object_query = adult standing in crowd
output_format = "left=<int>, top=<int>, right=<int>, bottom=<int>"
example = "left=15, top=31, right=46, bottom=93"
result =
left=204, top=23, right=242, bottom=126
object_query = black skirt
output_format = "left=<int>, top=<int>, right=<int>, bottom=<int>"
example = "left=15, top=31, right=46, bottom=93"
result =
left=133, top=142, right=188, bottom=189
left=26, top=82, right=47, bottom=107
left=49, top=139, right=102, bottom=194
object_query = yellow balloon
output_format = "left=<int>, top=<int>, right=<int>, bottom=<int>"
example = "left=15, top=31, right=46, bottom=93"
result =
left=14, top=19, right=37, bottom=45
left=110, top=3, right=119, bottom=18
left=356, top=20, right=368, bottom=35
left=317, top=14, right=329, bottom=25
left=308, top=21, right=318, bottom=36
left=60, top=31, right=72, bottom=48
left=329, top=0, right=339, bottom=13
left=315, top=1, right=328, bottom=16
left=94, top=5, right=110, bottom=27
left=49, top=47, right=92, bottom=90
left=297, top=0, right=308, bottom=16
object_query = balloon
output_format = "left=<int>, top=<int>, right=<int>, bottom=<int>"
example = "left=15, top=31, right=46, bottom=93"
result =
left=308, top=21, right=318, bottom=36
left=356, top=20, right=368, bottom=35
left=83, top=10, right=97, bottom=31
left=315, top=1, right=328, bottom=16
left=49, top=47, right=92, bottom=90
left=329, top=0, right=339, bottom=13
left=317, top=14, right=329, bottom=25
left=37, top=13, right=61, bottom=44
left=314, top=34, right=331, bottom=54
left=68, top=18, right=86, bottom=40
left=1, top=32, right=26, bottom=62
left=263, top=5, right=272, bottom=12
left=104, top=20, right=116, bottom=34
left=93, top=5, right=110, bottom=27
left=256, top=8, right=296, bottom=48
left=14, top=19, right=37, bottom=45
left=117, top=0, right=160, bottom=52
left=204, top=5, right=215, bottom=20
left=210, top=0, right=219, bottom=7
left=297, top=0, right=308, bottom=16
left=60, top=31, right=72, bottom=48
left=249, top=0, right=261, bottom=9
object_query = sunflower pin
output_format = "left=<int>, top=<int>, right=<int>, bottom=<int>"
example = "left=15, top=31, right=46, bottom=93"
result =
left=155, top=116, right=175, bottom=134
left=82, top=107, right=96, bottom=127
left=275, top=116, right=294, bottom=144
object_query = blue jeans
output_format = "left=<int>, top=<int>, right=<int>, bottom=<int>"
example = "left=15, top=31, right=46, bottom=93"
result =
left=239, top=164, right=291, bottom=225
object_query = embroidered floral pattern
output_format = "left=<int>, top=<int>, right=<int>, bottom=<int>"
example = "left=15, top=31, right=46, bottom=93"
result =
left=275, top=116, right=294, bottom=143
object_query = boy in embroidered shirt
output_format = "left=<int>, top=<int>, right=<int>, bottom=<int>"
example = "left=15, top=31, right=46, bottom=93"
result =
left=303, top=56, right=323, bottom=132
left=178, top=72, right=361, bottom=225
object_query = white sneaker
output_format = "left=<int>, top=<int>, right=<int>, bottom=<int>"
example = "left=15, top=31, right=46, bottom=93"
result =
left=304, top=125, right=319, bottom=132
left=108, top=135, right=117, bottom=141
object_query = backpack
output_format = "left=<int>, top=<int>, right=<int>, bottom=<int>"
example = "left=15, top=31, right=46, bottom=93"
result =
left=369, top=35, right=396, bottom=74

------------------------

**Work to do**
Please copy the listing above line for line, with nothing changed.

**Complete response**
object_query = adult standing in crowd
output_format = "left=<int>, top=<int>, right=<int>, bottom=<int>"
example = "left=15, top=31, right=46, bottom=93"
result =
left=204, top=23, right=242, bottom=126
object_query = black skirt
output_format = "left=<int>, top=<int>, right=<int>, bottom=<int>"
example = "left=15, top=31, right=46, bottom=93"
result =
left=133, top=142, right=188, bottom=189
left=26, top=82, right=47, bottom=107
left=49, top=139, right=102, bottom=194
object_query = yellow balloon
output_format = "left=<int>, top=<int>, right=<int>, bottom=<int>"
example = "left=15, top=31, right=46, bottom=93"
result =
left=14, top=19, right=37, bottom=45
left=110, top=3, right=119, bottom=18
left=356, top=20, right=368, bottom=35
left=317, top=14, right=329, bottom=25
left=308, top=21, right=318, bottom=36
left=60, top=31, right=72, bottom=48
left=329, top=0, right=339, bottom=13
left=315, top=1, right=328, bottom=16
left=94, top=5, right=110, bottom=27
left=49, top=47, right=92, bottom=90
left=297, top=0, right=308, bottom=16
object_query = balloon
output_format = "left=<int>, top=<int>, right=<int>, bottom=<int>"
example = "left=15, top=31, right=46, bottom=93"
result =
left=308, top=21, right=318, bottom=36
left=356, top=20, right=368, bottom=35
left=83, top=10, right=97, bottom=31
left=315, top=1, right=328, bottom=16
left=49, top=47, right=92, bottom=90
left=329, top=0, right=339, bottom=13
left=317, top=14, right=329, bottom=25
left=37, top=13, right=61, bottom=44
left=314, top=34, right=331, bottom=54
left=68, top=18, right=86, bottom=40
left=1, top=32, right=26, bottom=62
left=263, top=5, right=272, bottom=12
left=104, top=20, right=116, bottom=34
left=93, top=5, right=110, bottom=27
left=256, top=8, right=296, bottom=48
left=14, top=19, right=37, bottom=45
left=117, top=0, right=160, bottom=52
left=204, top=5, right=215, bottom=20
left=210, top=0, right=219, bottom=7
left=297, top=0, right=308, bottom=16
left=60, top=31, right=72, bottom=48
left=249, top=0, right=261, bottom=9
object_query = sunflower pin
output_format = "left=<int>, top=<int>, right=<int>, bottom=<int>"
example = "left=15, top=31, right=46, bottom=93"
result =
left=155, top=116, right=175, bottom=134
left=82, top=107, right=96, bottom=127
left=275, top=116, right=294, bottom=144
object_query = blue jeans
output_format = "left=<int>, top=<int>, right=<int>, bottom=<int>"
example = "left=15, top=31, right=46, bottom=93"
result =
left=239, top=164, right=291, bottom=225
object_query = embroidered floral pattern
output_format = "left=<int>, top=<int>, right=<int>, bottom=<int>"
example = "left=15, top=31, right=46, bottom=93"
result =
left=275, top=116, right=294, bottom=143
object_query = boy in embroidered shirt
output_format = "left=<int>, top=<int>, right=<int>, bottom=<int>"
example = "left=15, top=31, right=46, bottom=93"
result =
left=303, top=56, right=323, bottom=132
left=178, top=72, right=361, bottom=225
object_query = white sneaker
output_format = "left=<int>, top=<int>, right=<int>, bottom=<int>"
example = "left=15, top=31, right=46, bottom=93"
result =
left=304, top=125, right=319, bottom=132
left=108, top=135, right=117, bottom=141
object_query = backpack
output_format = "left=<int>, top=<int>, right=<int>, bottom=<int>"
example = "left=15, top=31, right=46, bottom=93"
result =
left=369, top=35, right=396, bottom=74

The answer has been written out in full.